TEXTO PARA LEER =

★ ★ ★

(Continuación, no lineal, de El conflicto armado colombiano como problema estético)
Se trata de un ejercicio de de-colonización del pensamiento. Ejercicio urgente para un colombiano aspirante a pensador, ‹1› ya que Colombia se desmorona atravesada por un feroz conflicto armado en el que el aspirante a pensador no logra dejar de sentir los rasgos del mundo colonial y en particular la manera en que la pareja barbarie-civilización alimenta el conflicto.
1 Fernando González Ochoa escribió en 1928 Viaje a pie de dos filósofos aficionados. Aquí opté por la expresión «aspirante a pensador».
Sin embargo, a pesar de la urgencia, sería necesario avanzar con prudencia, no apresurarse a tratar esta catástrofe como un problema estrictamente político o social sin examinar los medios para pensarla, sin desconfiar incluso de la distinción entre problemas y medios, entre aquello que hay que pensar -la realidad caótica?- y el instrumento para pensar -la razón? el logos?- y por tanto sin dejar de lado la relación que existe entre la pareja barbarie-civilización y la pareja realidad caótica-logos. (Precisamente el bárbaro es para los griegos aquel que no logra desarrollar en su lengua la inteligibilidad del logos).
El proyecto (la aspiración) de escribir filosofía se entrelaza entonces con la pregunta sobre el rol que la escritura juega en esta catástrofe que sacude el pensamiento del colombiano ya que la investigación no puede comenzar con la presuposición de una separación entre la escritura -como medio o lugar del pensamiento – y el problema a pensar.
La falta de escritura alfabética fue una de las características relevantes dentro de la construcción de la imagen del bárbaro en el mundo moderno colonial. Las virtudes que los europeos reconocieron en los discursos de los amerindios (riqueza, profundidad, elocuencia, capacidad argumentativa, etc.) no fueron suficientes para que los invasores consideraran a los indígenas a su mismo nivel. Incluso Bartolomé de Las Casas, «el apóstol de los indios», clasifica a los pueblos amerindios en lo que él llama el segundo tipo de barbarie a causa de la falta de escritura alfabética que según él no les impide desarrollar una profunda sabiduría pero que haría muy difícil la empresa del conocimiento.
Esto no se debió solamente a una confianza, quizás demasiado optimista, en la fidelidad de la escritura con respecto de la voz y, por consiguiente, del discurso, sino sobretodo a una nueva concepción de la escritura que – como lo muestra el pensador argentino Walter Mignolo – se afirmó en el renacimiento. El renacimiento reconoce a la escritura un rol activo y necesario en el pensamiento, el conocimiento y la política, principalmente gracias a los instrumentos meta-lingüísticos que ésta introduce en el uso de la lengua. Así, en 1492 -mientras Colón atravesaba por la primera vez el Atlántico – Antonio de Nebrija publica su Gramática de la Lengua Castellana, la primer gramática de una lengua moderna publicada en Europa y el segundo libro impreso en España. En esta obra, él presenta la lengua como «compañera del imperio» – «que juntamente començaron. crecieron. y florecieron. y después junta fue la caída de entrambos» – y entonces la gramática, o «arte de letras» ‹2› como instrumento del imperio.

★ ★ ★

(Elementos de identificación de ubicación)
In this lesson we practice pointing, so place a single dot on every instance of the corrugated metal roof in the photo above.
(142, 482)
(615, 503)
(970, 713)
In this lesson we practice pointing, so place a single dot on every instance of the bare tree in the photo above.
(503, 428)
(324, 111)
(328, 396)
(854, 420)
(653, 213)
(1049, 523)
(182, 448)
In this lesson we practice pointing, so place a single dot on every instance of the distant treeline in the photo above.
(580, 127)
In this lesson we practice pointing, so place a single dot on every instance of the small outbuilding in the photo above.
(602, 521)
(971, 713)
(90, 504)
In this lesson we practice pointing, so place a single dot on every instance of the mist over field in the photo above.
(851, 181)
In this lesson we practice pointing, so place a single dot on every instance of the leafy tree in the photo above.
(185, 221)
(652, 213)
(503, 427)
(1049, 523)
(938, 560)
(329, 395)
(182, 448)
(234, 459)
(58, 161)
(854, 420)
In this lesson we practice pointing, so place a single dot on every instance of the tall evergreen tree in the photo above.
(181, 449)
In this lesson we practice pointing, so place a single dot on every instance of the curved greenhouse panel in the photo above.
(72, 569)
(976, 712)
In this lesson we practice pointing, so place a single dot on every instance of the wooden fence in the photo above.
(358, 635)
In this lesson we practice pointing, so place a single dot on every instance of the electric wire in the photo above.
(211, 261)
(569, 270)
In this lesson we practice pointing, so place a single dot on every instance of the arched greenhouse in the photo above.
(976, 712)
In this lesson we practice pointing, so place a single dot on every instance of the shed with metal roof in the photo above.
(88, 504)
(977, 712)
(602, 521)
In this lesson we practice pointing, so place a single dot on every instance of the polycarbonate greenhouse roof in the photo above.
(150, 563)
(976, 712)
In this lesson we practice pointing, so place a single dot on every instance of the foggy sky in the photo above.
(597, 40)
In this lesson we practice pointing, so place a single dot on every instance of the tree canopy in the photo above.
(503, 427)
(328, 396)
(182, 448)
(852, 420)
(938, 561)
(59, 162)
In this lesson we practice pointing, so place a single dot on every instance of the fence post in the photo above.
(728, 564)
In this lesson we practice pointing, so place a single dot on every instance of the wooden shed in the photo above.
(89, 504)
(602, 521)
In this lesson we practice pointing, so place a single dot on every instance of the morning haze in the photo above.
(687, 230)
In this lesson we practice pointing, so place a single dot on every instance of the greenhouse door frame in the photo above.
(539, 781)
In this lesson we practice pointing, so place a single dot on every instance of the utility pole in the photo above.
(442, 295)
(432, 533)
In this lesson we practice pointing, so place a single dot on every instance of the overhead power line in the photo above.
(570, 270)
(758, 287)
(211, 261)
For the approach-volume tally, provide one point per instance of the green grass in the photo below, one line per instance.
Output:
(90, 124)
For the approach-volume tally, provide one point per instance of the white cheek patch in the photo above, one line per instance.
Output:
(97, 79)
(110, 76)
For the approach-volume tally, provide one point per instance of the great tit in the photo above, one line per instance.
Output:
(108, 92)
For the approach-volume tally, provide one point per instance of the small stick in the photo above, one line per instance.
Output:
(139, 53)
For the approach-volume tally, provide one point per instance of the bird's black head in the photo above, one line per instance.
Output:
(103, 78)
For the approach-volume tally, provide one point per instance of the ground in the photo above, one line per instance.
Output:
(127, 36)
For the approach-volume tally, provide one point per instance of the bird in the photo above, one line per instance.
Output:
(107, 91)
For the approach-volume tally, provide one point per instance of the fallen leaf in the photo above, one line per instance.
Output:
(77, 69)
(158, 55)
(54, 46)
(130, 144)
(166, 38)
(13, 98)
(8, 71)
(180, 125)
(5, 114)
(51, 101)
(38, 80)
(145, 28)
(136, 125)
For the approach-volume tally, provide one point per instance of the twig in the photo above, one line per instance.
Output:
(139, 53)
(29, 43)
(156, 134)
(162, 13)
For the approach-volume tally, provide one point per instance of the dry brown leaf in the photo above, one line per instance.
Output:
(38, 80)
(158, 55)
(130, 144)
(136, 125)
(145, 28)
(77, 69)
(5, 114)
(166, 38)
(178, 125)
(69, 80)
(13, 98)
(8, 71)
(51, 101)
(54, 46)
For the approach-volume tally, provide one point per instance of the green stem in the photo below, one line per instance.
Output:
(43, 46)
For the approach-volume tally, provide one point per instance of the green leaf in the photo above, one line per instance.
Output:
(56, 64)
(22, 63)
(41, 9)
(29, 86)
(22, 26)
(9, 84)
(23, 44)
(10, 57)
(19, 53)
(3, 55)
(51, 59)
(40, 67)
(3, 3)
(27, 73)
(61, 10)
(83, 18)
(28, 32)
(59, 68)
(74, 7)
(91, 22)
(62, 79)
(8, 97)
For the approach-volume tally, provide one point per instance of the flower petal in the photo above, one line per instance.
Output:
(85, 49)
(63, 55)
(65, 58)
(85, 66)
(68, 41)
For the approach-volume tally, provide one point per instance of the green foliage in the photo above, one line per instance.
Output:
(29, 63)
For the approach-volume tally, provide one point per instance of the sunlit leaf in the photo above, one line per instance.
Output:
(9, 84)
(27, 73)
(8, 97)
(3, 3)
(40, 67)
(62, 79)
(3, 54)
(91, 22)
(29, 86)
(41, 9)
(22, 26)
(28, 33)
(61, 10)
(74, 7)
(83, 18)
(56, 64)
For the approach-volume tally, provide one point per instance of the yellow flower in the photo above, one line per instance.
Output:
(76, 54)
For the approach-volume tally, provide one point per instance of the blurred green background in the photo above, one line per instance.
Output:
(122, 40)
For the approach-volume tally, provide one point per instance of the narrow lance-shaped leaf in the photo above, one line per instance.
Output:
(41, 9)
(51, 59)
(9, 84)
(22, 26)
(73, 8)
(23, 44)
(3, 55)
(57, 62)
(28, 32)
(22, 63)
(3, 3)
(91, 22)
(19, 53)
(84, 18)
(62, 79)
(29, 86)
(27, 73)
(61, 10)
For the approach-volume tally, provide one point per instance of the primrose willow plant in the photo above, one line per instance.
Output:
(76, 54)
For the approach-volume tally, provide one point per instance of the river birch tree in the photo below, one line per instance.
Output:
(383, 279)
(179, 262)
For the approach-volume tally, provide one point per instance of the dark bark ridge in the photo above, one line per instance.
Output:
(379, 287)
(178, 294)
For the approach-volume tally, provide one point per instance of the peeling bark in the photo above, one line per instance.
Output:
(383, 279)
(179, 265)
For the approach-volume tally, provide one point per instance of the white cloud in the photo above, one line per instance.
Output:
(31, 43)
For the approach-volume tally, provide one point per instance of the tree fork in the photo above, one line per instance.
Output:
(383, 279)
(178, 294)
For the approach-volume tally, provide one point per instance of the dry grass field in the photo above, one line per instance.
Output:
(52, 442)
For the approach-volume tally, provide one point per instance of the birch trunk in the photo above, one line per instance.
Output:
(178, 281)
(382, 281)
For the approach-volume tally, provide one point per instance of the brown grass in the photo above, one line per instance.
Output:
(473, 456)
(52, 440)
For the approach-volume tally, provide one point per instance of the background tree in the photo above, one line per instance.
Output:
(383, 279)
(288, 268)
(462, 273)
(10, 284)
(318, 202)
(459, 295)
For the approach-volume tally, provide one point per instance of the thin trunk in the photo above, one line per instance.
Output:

★ ★ ★

TAREA 1 = Enumera todas las personas que el texto sobre el conflicto armado colombiano nombra.
TAREA 2 = Devuelve como lista JSON de cadenas el tramo de las filas que comienza en la línea que contiene "of the dark" y llega hasta el final de las filas, con una cadena por línea, ambos extremos incluidos y sin líneas en blanco.
El texto y las filas provienen de fuentes distintas.

RESPUESTA FINAL 1 =
- Fernando González Ochoa
- Bartolomé de Las Casas
- Walter Mignolo
- Colón
- Antonio de Nebrija

RESPUESTA FINAL 2 =
[
  "For the approach-volume tally, provide one point per instance of the dark bark ridge in the photo above, one line per instance.",
  "Output:",
  "(379, 287)",
  "(178, 294)",
  "For the approach-volume tally, provide one point per instance of the peeling bark in the photo above, one line per instance.",
  "Output:",
  "(383, 279)",
  "(179, 265)",
  "For the approach-volume tally, provide one point per instance of the white cloud in the photo above, one line per instance.",
  "Output:",
  "(31, 43)",
  "For the approach-volume tally, provide one point per instance of the tree fork in the photo above, one line per instance.",
  "Output:",
  "(383, 279)",
  "(178, 294)",
  "For the approach-volume tally, provide one point per instance of the dry grass field in the photo above, one line per instance.",
  "Output:",
  "(52, 442)",
  "For the approach-volume tally, provide one point per instance of the birch trunk in the photo above, one line per instance.",
  "Output:",
  "(178, 281)",
  "(382, 281)",
  "For the approach-volume tally, provide one point per instance of the brown grass in the photo above, one line per instance.",
  "Output:",
  "(473, 456)",
  "(52, 440)",
  "For the approach-volume tally, provide one point per instance of the background tree in the photo above, one line per instance.",
  "Output:",
  "(383, 279)",
  "(288, 268)",
  "(462, 273)",
  "(10, 284)",
  "(318, 202)",
  "(459, 295)",
  "For the approach-volume tally, provide one point per instance of the thin trunk in the photo above, one line per instance.",
  "Output:"
]